● **SHORT EXERCISE**
Please copy each of the entries below word for word, keeping every line in its original order and form.

● **RAW DATA**
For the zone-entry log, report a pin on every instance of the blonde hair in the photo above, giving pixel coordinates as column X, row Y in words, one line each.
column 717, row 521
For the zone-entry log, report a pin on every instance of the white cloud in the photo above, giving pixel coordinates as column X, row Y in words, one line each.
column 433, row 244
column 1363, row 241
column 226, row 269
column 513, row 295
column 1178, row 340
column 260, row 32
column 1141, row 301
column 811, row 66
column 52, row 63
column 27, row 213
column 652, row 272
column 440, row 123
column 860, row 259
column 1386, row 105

● **EXERCISE OUTPUT**
For the zone-entry log, report a pin on every instance of the blonde hair in the photo above, giving pixel coordinates as column X, row Y in words, one line each.
column 717, row 521
For the zone-entry log, report a pin on every instance of the white cloud in the photo above, giving pixel coordinates as column X, row Y in words, one line each.
column 433, row 244
column 1363, row 241
column 226, row 269
column 513, row 295
column 1178, row 340
column 260, row 32
column 1141, row 301
column 811, row 66
column 52, row 63
column 27, row 213
column 652, row 272
column 440, row 123
column 860, row 259
column 1386, row 105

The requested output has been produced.